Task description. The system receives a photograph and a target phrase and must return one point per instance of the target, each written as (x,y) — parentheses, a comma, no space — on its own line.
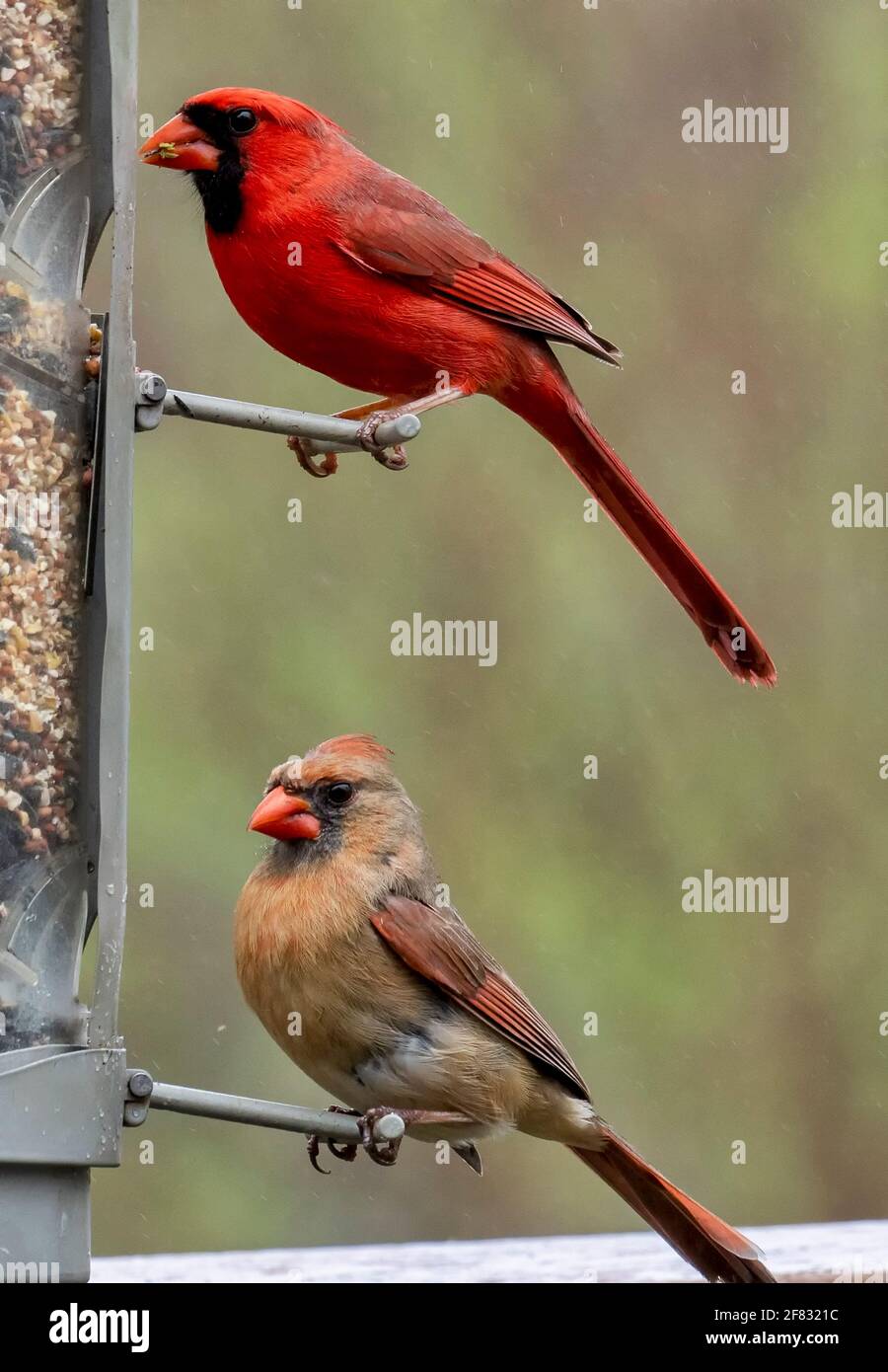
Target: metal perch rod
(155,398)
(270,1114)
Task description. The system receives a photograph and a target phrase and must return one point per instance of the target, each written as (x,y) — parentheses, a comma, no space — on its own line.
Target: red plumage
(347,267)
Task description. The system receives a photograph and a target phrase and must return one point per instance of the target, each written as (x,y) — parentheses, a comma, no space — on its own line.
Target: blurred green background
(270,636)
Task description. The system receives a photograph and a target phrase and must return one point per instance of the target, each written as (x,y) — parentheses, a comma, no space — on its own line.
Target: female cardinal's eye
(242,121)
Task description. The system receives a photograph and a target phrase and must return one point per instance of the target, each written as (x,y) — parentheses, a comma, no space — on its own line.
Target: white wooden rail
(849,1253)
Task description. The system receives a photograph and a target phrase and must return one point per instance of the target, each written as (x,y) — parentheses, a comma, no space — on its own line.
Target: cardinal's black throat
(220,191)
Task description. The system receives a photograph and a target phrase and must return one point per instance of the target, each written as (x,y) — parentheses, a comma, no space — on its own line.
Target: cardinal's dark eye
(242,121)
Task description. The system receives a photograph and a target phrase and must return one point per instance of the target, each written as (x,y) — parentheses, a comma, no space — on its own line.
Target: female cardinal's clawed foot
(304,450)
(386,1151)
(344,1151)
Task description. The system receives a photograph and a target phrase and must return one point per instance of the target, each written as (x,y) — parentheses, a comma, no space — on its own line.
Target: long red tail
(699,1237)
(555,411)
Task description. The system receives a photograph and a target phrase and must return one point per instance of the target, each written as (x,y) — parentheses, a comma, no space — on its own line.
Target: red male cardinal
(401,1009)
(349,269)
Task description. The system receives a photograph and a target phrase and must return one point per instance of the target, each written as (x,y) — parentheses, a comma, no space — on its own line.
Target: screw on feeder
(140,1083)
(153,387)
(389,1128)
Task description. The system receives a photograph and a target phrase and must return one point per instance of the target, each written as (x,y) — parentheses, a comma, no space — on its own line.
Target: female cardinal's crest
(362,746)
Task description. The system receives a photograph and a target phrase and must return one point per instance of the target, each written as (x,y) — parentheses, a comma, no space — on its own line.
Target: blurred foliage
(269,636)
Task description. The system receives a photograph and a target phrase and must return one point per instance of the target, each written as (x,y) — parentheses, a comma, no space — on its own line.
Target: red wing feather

--------------------------------

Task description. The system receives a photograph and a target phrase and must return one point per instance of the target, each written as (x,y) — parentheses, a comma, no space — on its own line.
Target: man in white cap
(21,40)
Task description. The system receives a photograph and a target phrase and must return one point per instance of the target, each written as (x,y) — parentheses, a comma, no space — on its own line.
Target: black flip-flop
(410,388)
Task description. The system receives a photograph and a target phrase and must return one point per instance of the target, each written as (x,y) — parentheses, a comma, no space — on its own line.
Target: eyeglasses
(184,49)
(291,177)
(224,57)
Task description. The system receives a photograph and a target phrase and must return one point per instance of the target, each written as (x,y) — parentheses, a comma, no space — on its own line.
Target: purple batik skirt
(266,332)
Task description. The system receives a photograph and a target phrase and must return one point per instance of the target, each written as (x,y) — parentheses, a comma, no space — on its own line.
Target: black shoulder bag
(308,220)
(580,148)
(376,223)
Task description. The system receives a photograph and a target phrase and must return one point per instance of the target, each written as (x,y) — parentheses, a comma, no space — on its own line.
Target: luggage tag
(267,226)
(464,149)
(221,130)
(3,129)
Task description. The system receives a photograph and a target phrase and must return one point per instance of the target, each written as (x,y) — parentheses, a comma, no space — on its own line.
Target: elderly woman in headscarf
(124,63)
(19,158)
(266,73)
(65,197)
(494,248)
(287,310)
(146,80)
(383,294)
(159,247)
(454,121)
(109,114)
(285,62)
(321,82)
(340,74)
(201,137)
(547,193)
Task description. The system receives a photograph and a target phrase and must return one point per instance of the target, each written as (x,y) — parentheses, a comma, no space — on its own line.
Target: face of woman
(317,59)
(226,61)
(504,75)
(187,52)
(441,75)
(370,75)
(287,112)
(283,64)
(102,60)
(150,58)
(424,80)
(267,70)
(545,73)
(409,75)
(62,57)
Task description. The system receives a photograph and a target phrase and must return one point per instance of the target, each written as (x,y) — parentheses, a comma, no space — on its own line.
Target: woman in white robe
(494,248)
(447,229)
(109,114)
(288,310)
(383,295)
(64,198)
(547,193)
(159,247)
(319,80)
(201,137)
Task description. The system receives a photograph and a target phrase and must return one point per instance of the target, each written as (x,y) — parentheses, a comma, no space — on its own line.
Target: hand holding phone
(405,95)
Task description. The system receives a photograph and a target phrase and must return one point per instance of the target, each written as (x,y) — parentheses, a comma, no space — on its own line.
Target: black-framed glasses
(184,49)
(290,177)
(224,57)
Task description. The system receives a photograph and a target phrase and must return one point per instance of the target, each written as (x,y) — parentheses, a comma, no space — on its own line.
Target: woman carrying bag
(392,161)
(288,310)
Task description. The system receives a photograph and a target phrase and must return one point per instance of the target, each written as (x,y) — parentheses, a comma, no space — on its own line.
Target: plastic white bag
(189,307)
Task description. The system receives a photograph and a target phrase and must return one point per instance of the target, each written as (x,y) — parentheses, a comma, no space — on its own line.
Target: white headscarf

--------------------------------

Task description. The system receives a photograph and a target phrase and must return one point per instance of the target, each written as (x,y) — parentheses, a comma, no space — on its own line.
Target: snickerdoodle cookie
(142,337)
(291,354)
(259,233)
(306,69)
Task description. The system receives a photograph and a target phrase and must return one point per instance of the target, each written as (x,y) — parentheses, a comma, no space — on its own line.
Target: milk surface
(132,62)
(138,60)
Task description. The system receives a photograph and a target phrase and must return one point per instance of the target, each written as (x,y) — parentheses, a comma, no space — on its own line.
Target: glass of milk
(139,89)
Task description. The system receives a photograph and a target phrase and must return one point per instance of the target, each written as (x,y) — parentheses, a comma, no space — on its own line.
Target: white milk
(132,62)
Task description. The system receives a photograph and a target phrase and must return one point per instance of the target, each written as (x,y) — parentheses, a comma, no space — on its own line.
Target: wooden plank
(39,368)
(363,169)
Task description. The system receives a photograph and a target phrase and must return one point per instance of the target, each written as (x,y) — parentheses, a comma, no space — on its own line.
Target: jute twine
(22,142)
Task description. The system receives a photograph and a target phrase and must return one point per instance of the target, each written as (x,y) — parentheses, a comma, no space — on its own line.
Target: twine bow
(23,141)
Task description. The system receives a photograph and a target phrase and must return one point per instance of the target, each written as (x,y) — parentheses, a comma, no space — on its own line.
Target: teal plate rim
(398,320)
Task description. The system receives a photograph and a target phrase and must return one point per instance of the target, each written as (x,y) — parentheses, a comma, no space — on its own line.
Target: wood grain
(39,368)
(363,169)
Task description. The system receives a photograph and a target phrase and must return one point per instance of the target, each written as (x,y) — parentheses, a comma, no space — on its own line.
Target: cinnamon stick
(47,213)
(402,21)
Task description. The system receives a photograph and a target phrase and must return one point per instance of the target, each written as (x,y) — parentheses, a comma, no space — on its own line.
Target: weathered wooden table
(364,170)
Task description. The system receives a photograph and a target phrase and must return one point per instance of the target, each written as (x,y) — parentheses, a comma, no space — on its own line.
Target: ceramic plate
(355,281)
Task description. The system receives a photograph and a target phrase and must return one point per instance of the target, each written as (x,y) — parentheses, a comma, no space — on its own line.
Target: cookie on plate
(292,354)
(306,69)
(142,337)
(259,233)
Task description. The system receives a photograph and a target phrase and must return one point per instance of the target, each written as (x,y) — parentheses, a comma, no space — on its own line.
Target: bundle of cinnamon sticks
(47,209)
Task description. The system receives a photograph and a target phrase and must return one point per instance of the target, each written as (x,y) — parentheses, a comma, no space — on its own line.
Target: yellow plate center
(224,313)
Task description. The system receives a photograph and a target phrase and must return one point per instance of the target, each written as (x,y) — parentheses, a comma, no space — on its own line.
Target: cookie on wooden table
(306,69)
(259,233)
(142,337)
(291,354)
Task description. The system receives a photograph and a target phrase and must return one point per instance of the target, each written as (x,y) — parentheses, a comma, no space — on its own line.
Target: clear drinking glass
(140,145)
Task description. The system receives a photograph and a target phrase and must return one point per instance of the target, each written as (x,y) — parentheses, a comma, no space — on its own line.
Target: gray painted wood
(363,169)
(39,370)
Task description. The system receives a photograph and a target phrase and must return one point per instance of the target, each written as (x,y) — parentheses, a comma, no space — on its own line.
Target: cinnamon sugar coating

--------------------------------

### What to work on
Above are some records; copy exactly the lines from the one with "Target: long red tail" through the one with "Target: red wing feather", both included, and no others.

### Written solution
Target: long red tail
(699,1237)
(555,411)
Task description. The system receives a photograph and a target phrase and must return one point per instance of the target, each written as (x,y) — parentheses, a comma, no space — on its own line.
Target: red male cardinal
(401,1009)
(349,269)
Task description. The system receives a photograph and a target phrase and must return one point per instance of the target, each written as (x,y) — parentheses, a comma, no space — on its own line.
Target: screw on feeder
(140,1083)
(153,387)
(389,1128)
Task description. The system receives a photograph and a target phrase and must return one point per instance of the target, each written as (x,y) — parentheses, a comma, no space — on its own line.
Target: female cardinal's crest
(362,746)
Task description. The system receives a photograph and a target phrase and must return one point per instance of the target, each written as (x,y) — parentheses, a comma, no space — on its own line.
Target: blurred foliage
(269,636)
Task description. The system receives a photograph and a target phrase and must return one point per instance of the target, each written as (x,y) — parentheses, a comma, no space — on its own line.
Target: red wing feather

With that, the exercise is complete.